== Exercise instructions ==
Please reproduce the material below as a numbered list, starting at the line that contains "Please put a point on the woman's arm" and ending at the last line of the material, with blank lines left out.

== Exercise data ==
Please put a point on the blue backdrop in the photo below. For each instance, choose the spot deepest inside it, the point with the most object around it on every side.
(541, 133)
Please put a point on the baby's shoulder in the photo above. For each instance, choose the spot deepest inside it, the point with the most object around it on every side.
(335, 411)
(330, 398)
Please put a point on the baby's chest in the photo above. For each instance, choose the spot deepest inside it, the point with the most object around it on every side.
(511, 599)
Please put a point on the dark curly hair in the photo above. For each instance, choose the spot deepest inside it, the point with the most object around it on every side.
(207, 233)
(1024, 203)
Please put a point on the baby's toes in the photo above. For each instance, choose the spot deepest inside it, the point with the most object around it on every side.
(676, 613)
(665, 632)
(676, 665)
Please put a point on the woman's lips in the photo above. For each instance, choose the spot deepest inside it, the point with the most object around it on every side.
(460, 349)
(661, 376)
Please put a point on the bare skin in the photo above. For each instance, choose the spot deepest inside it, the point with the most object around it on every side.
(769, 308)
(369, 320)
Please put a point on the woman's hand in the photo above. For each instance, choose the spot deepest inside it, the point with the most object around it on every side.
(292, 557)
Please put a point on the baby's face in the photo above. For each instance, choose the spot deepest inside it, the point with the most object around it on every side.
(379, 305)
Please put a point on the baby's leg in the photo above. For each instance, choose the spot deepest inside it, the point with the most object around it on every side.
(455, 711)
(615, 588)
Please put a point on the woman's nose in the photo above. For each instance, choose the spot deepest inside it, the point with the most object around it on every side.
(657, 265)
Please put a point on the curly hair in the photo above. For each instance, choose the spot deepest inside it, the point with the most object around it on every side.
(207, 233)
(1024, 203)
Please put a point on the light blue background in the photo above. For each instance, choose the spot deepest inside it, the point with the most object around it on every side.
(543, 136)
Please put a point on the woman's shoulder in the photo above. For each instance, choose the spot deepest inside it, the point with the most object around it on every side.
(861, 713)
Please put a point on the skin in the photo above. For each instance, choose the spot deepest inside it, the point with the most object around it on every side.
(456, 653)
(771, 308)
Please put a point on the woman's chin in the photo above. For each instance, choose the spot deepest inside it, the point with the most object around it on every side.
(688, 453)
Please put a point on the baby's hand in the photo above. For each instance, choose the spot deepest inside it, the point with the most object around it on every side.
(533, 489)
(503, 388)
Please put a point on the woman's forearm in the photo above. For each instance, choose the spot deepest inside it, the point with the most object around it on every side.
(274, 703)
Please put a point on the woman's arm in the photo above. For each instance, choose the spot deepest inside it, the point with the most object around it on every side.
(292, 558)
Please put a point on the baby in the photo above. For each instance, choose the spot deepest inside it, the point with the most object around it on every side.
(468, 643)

== Result of this exercise ==
1. Please put a point on the woman's arm in the photo above. For each instance, choose the spot deepest inside it, the point with the most object around it on every side.
2. (292, 558)
3. Please put a point on the baby in the photo above. For each instance, choose the spot deepest inside it, the point with the most object around it on every side.
4. (468, 643)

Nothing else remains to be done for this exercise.